Return the lines from the one containing "green bush present." through the one containing "[51,67,80,79]", both included, as a JSON list of strings with one string per line and blank lines omitted.
━━━━━ Data
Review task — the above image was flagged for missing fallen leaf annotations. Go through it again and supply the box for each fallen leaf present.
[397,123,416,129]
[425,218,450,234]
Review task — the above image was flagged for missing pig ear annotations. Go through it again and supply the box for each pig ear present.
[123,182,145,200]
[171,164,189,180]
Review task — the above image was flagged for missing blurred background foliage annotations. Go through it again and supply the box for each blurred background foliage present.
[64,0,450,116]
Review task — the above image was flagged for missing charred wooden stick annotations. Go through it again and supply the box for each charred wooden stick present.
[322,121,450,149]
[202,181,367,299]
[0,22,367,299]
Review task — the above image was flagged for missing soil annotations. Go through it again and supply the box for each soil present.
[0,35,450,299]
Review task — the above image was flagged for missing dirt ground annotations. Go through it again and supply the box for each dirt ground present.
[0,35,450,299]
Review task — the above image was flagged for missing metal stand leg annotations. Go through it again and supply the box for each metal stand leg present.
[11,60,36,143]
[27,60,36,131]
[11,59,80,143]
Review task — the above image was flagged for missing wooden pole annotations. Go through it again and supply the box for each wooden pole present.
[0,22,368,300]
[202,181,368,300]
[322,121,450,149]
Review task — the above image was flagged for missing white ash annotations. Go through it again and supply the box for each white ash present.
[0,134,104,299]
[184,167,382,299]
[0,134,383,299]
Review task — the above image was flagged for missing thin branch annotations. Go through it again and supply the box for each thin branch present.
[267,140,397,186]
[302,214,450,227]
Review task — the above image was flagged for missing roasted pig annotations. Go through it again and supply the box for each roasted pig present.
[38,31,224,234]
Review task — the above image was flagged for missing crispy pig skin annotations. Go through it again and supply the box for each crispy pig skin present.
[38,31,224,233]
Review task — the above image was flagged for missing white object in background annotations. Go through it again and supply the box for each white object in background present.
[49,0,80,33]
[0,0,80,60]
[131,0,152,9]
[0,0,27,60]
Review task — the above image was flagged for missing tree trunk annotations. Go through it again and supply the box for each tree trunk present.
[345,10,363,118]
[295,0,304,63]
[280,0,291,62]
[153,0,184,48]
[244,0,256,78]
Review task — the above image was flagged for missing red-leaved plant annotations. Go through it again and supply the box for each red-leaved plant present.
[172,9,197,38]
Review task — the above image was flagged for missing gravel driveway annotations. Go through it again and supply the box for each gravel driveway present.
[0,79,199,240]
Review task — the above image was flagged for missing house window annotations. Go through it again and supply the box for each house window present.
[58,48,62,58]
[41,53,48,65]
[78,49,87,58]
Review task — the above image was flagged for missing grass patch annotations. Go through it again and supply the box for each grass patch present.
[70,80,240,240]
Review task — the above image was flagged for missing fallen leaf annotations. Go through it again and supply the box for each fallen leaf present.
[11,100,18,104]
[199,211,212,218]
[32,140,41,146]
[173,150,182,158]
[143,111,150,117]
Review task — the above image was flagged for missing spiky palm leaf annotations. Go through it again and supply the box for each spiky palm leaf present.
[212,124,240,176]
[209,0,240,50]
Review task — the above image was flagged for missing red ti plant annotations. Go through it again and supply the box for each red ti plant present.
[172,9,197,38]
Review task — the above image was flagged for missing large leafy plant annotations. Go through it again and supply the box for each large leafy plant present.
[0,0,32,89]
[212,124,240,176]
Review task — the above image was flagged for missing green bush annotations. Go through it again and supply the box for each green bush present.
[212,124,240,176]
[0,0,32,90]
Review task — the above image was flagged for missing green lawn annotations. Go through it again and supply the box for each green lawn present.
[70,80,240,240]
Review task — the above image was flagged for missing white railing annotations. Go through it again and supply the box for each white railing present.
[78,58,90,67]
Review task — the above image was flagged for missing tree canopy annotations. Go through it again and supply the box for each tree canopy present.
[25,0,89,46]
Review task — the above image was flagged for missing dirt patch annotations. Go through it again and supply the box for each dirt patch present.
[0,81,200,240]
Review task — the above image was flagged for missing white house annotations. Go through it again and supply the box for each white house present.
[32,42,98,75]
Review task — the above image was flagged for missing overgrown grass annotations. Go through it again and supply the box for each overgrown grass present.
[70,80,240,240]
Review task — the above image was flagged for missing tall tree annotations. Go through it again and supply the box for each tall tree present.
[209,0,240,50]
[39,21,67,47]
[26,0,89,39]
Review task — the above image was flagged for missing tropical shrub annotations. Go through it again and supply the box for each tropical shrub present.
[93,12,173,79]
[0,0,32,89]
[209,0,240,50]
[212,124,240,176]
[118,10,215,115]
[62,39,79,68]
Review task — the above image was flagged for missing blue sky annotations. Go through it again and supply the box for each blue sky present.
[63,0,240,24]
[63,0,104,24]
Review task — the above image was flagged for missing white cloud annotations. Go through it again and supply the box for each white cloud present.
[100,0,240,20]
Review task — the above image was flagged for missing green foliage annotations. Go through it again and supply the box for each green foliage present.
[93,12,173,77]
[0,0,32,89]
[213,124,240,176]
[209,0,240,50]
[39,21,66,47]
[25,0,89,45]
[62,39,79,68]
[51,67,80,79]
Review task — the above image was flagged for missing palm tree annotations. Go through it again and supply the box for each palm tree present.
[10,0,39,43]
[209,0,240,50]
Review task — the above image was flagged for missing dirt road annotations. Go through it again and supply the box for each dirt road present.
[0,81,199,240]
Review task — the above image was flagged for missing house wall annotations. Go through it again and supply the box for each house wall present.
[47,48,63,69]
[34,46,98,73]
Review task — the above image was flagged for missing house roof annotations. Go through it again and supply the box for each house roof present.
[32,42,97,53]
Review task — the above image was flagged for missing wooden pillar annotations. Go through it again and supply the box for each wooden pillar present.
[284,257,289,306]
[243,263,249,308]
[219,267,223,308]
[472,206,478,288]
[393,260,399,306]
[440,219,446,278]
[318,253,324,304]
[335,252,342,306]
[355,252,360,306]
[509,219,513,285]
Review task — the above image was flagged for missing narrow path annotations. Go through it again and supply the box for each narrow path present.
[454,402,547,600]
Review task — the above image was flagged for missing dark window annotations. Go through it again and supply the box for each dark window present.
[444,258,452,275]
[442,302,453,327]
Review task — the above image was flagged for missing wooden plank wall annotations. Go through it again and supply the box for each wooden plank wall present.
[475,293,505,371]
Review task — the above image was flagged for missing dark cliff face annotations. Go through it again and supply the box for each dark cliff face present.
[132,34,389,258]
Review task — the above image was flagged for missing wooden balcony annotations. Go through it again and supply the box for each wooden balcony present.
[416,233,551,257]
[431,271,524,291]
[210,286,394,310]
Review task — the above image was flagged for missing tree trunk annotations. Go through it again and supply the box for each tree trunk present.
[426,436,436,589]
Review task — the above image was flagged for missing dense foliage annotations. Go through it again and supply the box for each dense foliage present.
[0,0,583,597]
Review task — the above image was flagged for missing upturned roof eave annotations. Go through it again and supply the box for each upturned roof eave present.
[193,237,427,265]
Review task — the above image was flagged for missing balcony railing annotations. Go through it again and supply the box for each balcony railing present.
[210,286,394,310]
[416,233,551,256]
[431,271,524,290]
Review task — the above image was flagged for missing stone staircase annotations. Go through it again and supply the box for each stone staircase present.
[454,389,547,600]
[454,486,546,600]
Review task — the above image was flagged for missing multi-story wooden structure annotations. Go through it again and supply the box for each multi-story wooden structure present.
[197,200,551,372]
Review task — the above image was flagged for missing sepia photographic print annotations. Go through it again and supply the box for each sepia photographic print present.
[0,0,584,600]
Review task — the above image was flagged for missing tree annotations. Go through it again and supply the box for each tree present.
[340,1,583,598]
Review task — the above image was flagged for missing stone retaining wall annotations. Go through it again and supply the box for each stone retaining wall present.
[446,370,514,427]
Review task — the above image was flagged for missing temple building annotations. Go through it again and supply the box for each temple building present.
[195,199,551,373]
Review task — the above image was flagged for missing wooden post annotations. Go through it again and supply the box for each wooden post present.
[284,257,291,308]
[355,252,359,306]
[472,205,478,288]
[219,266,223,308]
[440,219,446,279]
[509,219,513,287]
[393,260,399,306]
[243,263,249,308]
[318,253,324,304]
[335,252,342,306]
━━━━━━━━━━
Result of this task —
[
  "Review task — the above image was flagged for missing green bush annotations. Go through it again and supply the box for each green bush present.",
  "[212,124,240,176]",
  "[0,0,32,90]",
  "Review task — the above image was flagged for missing green lawn annotations. Go through it again and supply the box for each green lawn present.",
  "[70,80,240,240]",
  "Review task — the above image was flagged for missing white railing annotations. Go through it again and supply the box for each white railing present.",
  "[78,58,90,67]",
  "Review task — the above image was flagged for missing tree canopy annotations. Go through it again and supply the box for each tree canopy present.",
  "[25,0,89,46]",
  "Review task — the above image was flagged for missing dirt patch annotations. Go through it again and supply the box for each dirt patch present.",
  "[0,81,200,240]",
  "Review task — the above image was flagged for missing white house annotations. Go through it again and supply the box for each white house present.",
  "[32,42,98,75]",
  "Review task — the above image was flagged for missing overgrown grass annotations. Go through it again and supply the box for each overgrown grass present.",
  "[70,80,240,240]",
  "Review task — the above image was flagged for missing tall tree annotations. Go through it again and supply the box for each tall tree present.",
  "[209,0,240,50]",
  "[39,21,67,47]",
  "[26,0,89,39]",
  "Review task — the above image was flagged for missing tropical shrub annotations. Go through it again and supply the box for each tropical shrub present.",
  "[93,12,173,79]",
  "[0,0,32,89]",
  "[209,0,240,50]",
  "[212,124,240,176]",
  "[118,10,215,115]",
  "[62,39,79,68]",
  "Review task — the above image was flagged for missing blue sky annotations. Go through it again and supply the box for each blue sky present.",
  "[63,0,240,24]",
  "[63,0,104,24]",
  "Review task — the above image was flagged for missing white cloud annotations. Go through it again and supply the box for each white cloud present.",
  "[100,0,240,20]",
  "Review task — the above image was flagged for missing green foliage annotations. Go through it again and supply the box for each green foliage present.",
  "[93,12,173,77]",
  "[0,0,32,89]",
  "[213,124,240,176]",
  "[209,0,240,50]",
  "[39,21,66,47]",
  "[25,0,89,45]",
  "[62,39,79,68]",
  "[51,67,80,79]"
]